### Passage to read
* * * * *
The change in the behavior of passengers following the COVID-19 crisis, travel restrictions, and the ensuing economic crisis have resulted in a dramatic drop in demand for airline services. According to IATA, passenger air transport measured as revenue passenger kilometer was down 90% year-on-year in April 2020 and still down 75% in August. The collapse in economic activity and trade affected freight, which was almost 30% lower year-on-year in April and still about 12% lower in August.

The size of the shock has put the liquidity buffers of airline companies under pressure, even if a significant share of its costs are variable (around 50% according to IATA, notably fuel accounting for 25% of the total costs) and the recent drop in oil prices has decreased airlines’ operating costs.

In the medium run, airline companies face two uncertainties:

  • The cost of health-related measures.
  • Operating costs are likely to increase in the short run for both airlines and airports because of additional health and safety requirements (e.g. disinfection, PPE, temperature checks, or viral tests) before they can be passed on to consumers. Moreover, if implemented for air transport, social distancing measures could force a reduction in the passenger load factor (i.e. the number of seats that can be occupied during a flight) by up to 50%.
* * * * *
### Set of tasks
[1] Answer these questions from the passage on airlines and COVID-19:
(a) By how much was passenger air transport down year-on-year in August 2020?
(b) What share of airline costs is variable, according to IATA?
(c) By how much could social distancing measures reduce the passenger load factor?
[2] List every example of additional health and safety requirements that the passage on airlines and COVID-19 gives.
[3] Extend the passage on airlines and COVID-19 with a few sentences that pick up after its final one.
The listing that comes next is separate material and is unrelated to the passage on airlines.

### Record extracts
* * * * *
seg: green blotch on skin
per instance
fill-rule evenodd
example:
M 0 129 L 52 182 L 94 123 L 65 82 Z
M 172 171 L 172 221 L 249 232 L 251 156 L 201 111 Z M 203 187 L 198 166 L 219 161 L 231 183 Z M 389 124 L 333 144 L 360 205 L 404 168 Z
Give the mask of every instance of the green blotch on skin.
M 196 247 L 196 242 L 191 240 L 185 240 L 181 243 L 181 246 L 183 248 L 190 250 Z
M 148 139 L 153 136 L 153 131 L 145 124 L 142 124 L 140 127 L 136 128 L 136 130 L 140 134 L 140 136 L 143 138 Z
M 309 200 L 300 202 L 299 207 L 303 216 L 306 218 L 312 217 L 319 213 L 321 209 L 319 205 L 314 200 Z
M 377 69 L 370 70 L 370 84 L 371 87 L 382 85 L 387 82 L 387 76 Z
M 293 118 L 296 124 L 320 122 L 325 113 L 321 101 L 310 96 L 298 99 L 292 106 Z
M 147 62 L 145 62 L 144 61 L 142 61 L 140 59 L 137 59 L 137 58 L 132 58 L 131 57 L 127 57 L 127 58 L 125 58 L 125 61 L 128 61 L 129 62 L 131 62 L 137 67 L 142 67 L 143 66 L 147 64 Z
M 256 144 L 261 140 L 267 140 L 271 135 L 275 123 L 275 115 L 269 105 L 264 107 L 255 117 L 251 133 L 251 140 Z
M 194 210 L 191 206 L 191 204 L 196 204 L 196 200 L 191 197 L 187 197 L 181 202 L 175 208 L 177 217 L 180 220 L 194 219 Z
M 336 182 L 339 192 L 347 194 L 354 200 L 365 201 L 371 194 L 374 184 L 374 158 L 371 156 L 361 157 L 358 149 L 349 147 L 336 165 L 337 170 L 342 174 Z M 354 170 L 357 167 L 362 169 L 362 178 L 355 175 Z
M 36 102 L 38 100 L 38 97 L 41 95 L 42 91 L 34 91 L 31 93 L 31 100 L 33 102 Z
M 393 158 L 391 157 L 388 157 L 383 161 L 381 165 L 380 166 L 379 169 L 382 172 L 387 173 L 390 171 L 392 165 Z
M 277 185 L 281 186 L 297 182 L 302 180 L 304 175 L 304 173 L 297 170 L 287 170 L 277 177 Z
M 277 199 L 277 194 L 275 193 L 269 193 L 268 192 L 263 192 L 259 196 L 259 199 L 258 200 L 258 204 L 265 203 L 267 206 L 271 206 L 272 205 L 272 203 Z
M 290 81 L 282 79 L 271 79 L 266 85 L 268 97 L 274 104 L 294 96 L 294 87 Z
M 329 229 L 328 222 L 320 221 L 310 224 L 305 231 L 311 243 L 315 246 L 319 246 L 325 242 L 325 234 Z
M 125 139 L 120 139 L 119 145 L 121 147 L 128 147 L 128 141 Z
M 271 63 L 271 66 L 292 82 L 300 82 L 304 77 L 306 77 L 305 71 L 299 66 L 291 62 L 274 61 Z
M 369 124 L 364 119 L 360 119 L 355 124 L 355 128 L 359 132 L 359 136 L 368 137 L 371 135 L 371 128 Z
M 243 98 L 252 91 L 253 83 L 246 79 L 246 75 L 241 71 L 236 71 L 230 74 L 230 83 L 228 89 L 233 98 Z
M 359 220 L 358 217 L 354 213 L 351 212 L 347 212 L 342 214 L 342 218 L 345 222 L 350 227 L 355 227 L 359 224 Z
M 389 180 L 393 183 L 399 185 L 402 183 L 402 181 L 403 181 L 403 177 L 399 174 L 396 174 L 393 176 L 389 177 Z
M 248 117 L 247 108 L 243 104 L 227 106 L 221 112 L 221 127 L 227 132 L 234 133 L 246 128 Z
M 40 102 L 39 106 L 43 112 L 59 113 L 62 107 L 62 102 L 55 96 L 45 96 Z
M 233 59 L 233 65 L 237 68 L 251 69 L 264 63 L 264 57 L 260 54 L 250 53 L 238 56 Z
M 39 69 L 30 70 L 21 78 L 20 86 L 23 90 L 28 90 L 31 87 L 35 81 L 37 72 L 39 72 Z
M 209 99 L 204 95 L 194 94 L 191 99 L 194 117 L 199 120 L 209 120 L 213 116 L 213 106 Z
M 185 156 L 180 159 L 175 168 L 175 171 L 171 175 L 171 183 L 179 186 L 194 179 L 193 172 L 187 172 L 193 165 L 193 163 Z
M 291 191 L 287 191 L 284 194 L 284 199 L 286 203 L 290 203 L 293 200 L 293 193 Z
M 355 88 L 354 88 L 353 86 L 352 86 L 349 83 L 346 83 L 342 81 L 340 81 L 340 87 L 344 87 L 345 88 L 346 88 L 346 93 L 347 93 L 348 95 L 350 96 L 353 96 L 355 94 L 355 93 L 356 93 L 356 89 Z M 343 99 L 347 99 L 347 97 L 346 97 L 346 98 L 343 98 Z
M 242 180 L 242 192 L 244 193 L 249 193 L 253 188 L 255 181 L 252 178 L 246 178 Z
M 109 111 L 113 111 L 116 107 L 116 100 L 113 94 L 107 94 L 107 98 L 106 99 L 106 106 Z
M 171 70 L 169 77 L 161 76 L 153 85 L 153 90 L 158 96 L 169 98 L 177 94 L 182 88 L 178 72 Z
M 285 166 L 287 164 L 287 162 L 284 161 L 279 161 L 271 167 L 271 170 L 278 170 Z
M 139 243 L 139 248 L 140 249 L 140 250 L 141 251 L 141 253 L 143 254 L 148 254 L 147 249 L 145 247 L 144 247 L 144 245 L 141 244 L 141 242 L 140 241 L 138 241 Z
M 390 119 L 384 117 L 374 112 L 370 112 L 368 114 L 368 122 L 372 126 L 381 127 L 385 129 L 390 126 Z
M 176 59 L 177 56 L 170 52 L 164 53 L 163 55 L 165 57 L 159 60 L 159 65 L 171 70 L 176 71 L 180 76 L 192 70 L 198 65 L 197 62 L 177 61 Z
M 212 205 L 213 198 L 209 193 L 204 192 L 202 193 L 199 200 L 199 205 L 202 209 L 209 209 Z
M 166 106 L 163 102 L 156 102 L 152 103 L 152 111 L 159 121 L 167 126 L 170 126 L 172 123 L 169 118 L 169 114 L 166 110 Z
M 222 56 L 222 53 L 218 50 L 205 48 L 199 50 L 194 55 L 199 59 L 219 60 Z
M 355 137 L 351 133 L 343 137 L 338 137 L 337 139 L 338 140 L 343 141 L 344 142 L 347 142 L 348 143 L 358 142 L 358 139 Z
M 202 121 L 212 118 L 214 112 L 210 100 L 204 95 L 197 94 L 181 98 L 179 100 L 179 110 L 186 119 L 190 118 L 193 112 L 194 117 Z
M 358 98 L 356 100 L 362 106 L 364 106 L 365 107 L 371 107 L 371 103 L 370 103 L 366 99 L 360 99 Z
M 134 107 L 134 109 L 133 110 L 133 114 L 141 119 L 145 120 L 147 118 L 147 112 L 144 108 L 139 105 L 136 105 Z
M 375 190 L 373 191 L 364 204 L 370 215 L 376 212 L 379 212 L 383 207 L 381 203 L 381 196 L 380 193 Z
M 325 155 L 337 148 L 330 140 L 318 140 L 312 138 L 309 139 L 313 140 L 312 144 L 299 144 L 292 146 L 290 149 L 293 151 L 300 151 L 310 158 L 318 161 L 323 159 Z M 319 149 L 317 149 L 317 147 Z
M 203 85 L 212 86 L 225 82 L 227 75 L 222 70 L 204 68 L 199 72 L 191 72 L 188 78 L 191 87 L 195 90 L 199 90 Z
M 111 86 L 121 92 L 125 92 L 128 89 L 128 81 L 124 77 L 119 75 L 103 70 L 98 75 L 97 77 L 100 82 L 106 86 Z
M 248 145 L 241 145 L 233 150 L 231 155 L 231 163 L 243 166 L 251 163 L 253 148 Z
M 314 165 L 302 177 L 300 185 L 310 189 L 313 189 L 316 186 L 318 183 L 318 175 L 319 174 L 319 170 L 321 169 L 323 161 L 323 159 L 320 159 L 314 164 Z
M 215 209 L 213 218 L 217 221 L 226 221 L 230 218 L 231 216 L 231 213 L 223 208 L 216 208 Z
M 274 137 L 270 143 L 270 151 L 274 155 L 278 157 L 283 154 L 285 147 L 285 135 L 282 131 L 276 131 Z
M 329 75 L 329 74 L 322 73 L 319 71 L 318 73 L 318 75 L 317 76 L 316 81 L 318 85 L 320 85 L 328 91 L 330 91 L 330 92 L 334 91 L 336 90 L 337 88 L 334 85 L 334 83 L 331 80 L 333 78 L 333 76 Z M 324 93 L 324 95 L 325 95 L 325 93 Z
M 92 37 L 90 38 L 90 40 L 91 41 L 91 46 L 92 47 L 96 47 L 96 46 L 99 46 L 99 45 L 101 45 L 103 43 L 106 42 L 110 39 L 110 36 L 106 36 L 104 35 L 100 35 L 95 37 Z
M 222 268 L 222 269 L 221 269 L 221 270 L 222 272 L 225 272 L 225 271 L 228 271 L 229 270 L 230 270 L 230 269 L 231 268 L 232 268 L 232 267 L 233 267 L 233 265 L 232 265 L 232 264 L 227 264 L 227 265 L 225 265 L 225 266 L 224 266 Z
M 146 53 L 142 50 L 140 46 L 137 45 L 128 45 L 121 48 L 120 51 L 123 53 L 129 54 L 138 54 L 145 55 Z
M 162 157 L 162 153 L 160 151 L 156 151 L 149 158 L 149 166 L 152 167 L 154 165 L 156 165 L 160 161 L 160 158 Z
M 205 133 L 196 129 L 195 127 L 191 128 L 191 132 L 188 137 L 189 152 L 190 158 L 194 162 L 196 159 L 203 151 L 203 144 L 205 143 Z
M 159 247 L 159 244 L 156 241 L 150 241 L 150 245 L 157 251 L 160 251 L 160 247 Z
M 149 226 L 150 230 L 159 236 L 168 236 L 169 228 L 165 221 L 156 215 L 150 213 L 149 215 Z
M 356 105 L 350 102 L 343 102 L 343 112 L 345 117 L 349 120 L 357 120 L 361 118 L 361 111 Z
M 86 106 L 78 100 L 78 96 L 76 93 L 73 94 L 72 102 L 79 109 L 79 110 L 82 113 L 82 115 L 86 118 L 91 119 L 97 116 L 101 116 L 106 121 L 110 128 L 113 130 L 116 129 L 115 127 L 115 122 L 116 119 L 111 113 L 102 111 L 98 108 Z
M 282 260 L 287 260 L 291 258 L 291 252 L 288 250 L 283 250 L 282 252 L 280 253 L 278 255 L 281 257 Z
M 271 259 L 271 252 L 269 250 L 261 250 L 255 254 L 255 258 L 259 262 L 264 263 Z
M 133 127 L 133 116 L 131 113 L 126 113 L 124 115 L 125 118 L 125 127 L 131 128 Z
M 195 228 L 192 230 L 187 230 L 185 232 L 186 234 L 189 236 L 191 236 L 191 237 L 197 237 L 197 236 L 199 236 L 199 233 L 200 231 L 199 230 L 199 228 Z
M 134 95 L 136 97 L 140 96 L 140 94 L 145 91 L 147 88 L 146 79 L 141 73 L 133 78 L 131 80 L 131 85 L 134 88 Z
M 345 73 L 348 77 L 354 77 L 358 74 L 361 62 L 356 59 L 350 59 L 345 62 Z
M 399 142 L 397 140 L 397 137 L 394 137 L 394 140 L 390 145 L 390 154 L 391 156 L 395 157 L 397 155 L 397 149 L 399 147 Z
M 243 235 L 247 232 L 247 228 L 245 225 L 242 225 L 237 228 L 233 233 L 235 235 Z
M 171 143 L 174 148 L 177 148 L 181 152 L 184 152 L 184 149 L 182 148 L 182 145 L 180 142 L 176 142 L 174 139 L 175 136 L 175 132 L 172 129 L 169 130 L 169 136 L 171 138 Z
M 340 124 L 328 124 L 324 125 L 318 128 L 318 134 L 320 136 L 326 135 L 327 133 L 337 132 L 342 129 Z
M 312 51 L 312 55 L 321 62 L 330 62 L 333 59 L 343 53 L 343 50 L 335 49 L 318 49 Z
* * * * *
### Task-by-task results
[1]
(a) 75%
(b) Around 50%
(c) Up to 50%

[2] Disinfection, PPE, temperature checks, viral tests

[3]
  • The shape of the recovery for commercial flights.
  • International travel restrictions, the contraction of economic activity, and changes in transport behavior by cautious consumers may prevent a return to pre-crisis demand levels, even as lockdowns and domestic travel restrictions measures are loosened in many countries. Commercial air traffic is slow to recover: as of September 2020, the number of flights remains more than 40% below the pre-crisis level globally (Figure 1). This hides differences across flight lengths: the drop is even more pronounced for long-haul flights. In the longer run, changes in consumer behavior may result in structural changes in air transport demand. Even though the rebound of domestic flights in China suggests that traffic may revert to pre-crisis levels, a permanent drop in demand from pre-crisis levels cannot be excluded, either through modal shifts in services trade (e.g. video-conferencing instead of business travel) or, to a lesser extent, through substitution with other modes of transport (e.g. high-speed trains).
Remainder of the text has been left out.